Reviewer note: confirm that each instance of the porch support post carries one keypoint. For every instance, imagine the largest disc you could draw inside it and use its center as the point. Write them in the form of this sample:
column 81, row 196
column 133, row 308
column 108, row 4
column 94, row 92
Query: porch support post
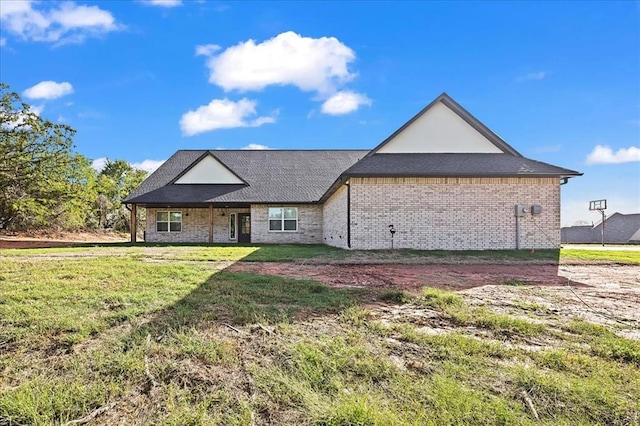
column 210, row 223
column 134, row 223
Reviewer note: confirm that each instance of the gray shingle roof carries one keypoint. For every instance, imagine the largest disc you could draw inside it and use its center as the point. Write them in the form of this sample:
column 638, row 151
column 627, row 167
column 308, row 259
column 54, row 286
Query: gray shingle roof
column 454, row 164
column 619, row 228
column 272, row 177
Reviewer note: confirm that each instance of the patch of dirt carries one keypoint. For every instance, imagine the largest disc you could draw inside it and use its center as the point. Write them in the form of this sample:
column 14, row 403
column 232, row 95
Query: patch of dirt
column 412, row 277
column 49, row 239
column 602, row 294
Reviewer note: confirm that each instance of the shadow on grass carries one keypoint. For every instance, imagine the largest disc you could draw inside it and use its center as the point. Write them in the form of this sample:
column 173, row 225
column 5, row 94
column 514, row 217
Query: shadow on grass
column 240, row 298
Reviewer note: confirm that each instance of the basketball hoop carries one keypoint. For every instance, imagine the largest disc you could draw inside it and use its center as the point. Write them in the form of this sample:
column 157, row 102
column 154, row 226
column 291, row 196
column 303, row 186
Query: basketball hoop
column 599, row 205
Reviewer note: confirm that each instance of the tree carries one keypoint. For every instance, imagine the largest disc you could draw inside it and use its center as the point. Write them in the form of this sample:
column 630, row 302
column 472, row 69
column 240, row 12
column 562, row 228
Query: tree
column 36, row 162
column 116, row 180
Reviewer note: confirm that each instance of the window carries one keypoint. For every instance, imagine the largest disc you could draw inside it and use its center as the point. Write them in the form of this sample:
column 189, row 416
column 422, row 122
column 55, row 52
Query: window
column 232, row 226
column 168, row 221
column 283, row 219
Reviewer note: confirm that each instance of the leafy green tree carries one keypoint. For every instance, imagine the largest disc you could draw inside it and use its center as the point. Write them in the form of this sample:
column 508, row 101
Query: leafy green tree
column 39, row 172
column 116, row 180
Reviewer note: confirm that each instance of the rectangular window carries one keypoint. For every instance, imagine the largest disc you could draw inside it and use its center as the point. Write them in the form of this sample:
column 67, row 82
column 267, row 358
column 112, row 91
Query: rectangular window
column 283, row 219
column 232, row 226
column 168, row 221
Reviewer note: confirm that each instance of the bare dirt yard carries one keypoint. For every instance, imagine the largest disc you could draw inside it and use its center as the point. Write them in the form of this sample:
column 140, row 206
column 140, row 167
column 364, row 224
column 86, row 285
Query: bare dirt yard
column 607, row 294
column 604, row 293
column 50, row 239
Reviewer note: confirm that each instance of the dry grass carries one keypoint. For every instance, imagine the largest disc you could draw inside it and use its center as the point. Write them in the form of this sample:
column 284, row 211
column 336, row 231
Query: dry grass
column 179, row 342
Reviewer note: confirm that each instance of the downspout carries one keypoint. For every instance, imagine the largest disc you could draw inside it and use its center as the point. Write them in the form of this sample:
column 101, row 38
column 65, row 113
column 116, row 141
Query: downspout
column 348, row 215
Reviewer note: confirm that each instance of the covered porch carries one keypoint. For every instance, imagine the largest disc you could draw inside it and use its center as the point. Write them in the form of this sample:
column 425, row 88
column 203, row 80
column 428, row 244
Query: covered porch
column 197, row 223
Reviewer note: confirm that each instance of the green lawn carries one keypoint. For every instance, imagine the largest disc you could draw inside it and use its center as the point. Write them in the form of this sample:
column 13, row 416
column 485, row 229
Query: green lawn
column 162, row 335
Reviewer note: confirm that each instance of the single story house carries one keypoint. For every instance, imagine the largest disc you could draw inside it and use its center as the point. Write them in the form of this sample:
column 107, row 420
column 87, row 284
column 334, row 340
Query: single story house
column 618, row 229
column 441, row 181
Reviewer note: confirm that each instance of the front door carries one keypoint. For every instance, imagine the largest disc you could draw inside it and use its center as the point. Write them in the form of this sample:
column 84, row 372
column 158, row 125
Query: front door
column 244, row 228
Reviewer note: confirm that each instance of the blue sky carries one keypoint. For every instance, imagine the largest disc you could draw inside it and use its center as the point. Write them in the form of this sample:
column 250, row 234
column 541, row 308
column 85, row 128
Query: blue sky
column 559, row 81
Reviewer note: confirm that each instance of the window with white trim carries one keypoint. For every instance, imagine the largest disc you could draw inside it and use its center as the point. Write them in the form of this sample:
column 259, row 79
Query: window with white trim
column 168, row 221
column 232, row 226
column 284, row 219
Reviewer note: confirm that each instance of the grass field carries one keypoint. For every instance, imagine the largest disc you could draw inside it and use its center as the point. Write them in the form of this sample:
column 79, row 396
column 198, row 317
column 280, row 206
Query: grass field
column 167, row 337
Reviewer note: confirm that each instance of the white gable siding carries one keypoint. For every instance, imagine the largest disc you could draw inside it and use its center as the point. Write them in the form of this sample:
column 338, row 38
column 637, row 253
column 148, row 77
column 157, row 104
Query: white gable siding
column 439, row 130
column 208, row 171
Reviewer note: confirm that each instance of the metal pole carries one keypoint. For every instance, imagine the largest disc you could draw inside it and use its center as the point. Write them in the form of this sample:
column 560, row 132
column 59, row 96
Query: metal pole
column 603, row 218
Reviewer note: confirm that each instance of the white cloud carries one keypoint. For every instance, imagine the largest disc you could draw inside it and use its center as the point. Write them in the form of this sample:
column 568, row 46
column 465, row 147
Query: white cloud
column 163, row 3
column 605, row 155
column 311, row 64
column 99, row 163
column 64, row 23
column 206, row 49
column 36, row 109
column 344, row 103
column 255, row 146
column 222, row 114
column 48, row 90
column 148, row 165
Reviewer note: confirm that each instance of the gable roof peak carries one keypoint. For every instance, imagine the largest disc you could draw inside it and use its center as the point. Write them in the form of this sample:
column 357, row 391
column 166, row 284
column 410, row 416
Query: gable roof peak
column 482, row 138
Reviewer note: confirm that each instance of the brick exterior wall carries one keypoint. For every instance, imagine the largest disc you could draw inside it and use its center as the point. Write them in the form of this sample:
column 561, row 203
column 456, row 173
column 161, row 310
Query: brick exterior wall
column 195, row 227
column 334, row 215
column 309, row 225
column 453, row 213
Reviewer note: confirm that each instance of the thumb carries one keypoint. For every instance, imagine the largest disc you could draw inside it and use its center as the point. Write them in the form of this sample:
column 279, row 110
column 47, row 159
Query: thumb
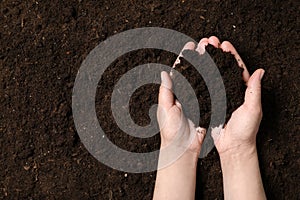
column 253, row 91
column 166, row 97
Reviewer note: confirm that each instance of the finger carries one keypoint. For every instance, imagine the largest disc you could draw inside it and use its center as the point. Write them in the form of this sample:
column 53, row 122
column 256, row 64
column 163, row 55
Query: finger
column 201, row 132
column 213, row 40
column 165, row 97
column 216, row 133
column 187, row 46
column 201, row 46
column 253, row 91
column 228, row 47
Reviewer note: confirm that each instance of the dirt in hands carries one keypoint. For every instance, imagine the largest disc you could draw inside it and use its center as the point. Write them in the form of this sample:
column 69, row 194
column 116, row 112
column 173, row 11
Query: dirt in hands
column 43, row 44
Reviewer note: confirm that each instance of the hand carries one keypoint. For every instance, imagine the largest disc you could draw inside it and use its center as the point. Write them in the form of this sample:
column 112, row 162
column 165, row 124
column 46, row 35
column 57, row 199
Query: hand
column 240, row 132
column 175, row 128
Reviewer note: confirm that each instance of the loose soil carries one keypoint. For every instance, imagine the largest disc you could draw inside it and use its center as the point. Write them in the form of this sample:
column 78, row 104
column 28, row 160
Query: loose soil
column 43, row 44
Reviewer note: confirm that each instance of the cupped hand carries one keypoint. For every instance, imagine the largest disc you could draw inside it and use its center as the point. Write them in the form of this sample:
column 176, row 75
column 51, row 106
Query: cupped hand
column 240, row 132
column 175, row 128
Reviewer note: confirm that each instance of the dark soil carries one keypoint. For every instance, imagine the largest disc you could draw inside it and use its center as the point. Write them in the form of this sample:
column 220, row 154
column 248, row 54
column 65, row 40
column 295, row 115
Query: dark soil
column 42, row 47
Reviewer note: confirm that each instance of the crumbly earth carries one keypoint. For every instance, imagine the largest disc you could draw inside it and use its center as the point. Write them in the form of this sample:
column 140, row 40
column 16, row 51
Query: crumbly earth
column 43, row 44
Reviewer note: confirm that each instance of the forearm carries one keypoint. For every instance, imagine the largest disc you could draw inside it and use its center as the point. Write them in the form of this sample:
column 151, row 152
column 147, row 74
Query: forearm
column 241, row 175
column 178, row 180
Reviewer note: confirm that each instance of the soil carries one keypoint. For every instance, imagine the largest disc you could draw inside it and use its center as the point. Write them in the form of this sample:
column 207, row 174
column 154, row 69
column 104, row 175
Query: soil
column 43, row 44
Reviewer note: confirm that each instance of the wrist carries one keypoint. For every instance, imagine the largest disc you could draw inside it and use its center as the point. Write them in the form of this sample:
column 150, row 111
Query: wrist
column 179, row 156
column 238, row 154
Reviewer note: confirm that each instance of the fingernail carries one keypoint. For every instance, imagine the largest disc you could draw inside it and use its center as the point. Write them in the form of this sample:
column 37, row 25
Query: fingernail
column 163, row 78
column 262, row 74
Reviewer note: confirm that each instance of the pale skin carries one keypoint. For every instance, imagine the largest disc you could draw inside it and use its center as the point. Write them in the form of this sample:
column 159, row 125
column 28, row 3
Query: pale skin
column 235, row 143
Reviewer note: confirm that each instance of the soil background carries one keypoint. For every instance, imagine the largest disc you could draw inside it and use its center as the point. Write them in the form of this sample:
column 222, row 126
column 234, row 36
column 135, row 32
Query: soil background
column 43, row 44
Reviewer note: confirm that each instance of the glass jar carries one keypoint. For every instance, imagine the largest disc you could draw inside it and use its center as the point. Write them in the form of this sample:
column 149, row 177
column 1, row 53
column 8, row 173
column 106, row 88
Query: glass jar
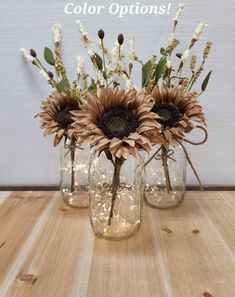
column 116, row 194
column 165, row 177
column 74, row 167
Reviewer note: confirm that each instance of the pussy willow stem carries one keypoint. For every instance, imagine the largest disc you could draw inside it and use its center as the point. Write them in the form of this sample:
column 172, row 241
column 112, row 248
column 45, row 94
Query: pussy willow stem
column 166, row 169
column 72, row 155
column 104, row 64
column 116, row 182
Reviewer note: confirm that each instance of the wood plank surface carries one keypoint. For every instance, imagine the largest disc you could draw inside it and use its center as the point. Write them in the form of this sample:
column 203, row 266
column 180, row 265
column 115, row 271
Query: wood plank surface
column 48, row 249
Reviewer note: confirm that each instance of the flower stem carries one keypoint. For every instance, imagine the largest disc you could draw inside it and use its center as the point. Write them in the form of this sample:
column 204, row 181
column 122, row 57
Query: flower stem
column 116, row 182
column 72, row 155
column 166, row 169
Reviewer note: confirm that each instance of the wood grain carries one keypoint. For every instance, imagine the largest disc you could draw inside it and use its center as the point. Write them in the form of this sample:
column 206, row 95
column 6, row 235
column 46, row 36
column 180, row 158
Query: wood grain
column 48, row 249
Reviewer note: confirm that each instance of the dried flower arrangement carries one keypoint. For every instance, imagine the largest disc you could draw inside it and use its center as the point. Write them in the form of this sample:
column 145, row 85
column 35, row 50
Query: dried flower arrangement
column 56, row 117
column 111, row 114
column 176, row 103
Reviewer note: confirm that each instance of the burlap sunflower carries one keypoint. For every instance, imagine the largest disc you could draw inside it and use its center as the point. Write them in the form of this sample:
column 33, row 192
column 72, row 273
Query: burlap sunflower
column 56, row 116
column 116, row 121
column 178, row 113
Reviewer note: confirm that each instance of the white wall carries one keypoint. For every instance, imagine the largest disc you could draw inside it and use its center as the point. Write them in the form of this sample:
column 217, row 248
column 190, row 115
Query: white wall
column 28, row 159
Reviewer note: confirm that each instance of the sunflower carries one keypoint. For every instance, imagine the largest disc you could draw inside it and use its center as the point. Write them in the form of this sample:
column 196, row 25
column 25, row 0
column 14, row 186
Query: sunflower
column 116, row 121
column 56, row 116
column 177, row 112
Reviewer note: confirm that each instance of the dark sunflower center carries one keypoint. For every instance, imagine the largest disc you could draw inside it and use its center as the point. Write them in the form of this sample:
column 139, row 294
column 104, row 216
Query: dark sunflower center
column 169, row 113
column 117, row 122
column 64, row 117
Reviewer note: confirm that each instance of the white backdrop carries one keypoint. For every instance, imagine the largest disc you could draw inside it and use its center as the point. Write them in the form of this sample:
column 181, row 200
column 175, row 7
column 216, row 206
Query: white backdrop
column 28, row 159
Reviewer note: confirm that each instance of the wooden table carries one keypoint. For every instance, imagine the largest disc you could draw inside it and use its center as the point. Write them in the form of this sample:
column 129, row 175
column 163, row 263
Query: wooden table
column 48, row 250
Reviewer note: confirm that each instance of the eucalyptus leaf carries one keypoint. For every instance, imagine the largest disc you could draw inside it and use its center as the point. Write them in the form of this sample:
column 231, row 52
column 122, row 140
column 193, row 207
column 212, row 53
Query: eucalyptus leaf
column 48, row 55
column 63, row 85
column 146, row 72
column 99, row 62
column 206, row 81
column 159, row 69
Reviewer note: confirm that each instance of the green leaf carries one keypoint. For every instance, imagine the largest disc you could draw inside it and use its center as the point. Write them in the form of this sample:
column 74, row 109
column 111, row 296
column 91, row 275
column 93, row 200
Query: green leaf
column 206, row 81
column 159, row 69
column 99, row 62
column 63, row 85
column 48, row 55
column 146, row 72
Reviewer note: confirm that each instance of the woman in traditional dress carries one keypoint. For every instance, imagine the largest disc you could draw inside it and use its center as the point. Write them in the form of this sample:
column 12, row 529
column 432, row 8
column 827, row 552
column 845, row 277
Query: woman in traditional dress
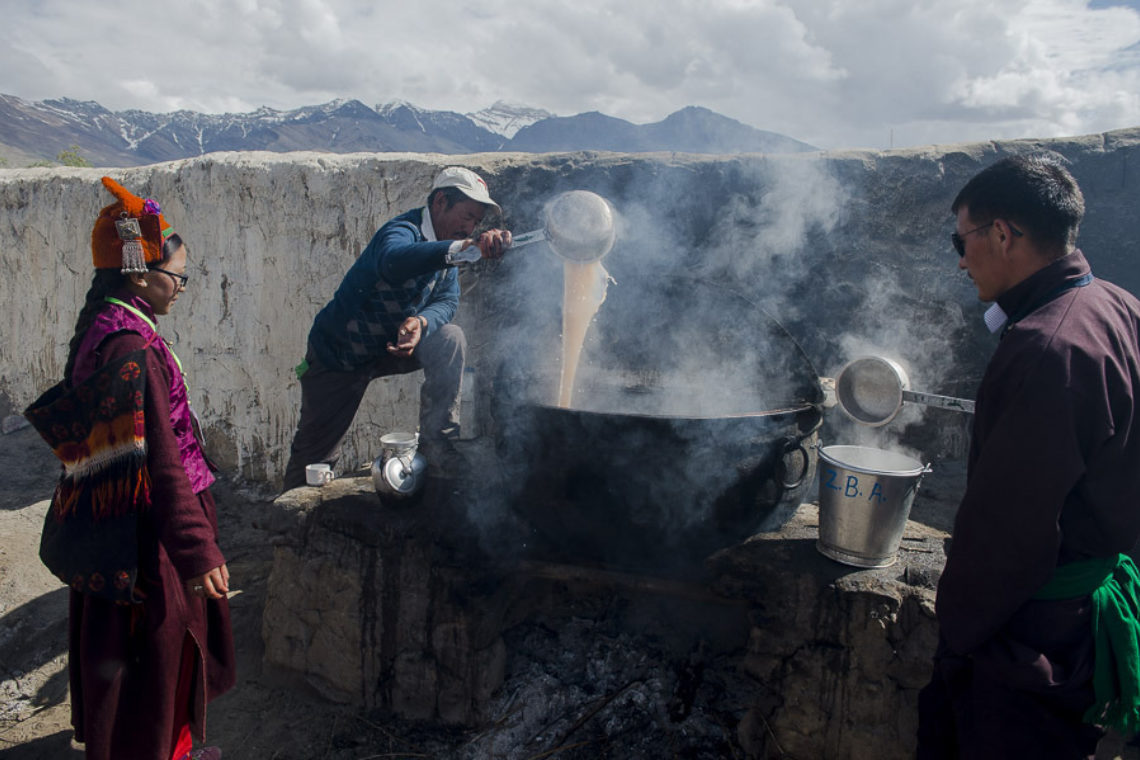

## INSTRUCTIONS FOR THE TASK
Using the records above, copy exactly and only the lines from the line with "Reviewer note: confirm that each instance of the green leaf" through the end, both included; leave every picture out.

## TASK SOLUTION
Reviewer note: confirm that each instance of the green leaf carries one keypoint. For every instance, imagine the largest disc you could draw inside it and use its center as the point. Write them in the form of this sample:
column 74, row 109
column 111, row 296
column 91, row 275
column 93, row 200
Query: green leaf
column 206, row 81
column 159, row 69
column 99, row 62
column 63, row 85
column 48, row 55
column 146, row 72
Reviewer note: confirm that each instance of the woman in traditional dress carries one keypoint. For every instance, imagine the largest disc you could draw inside it and use its center as the point. Write them in the form of this sample:
column 12, row 529
column 432, row 8
column 827, row 552
column 845, row 277
Query: woman in traditional dress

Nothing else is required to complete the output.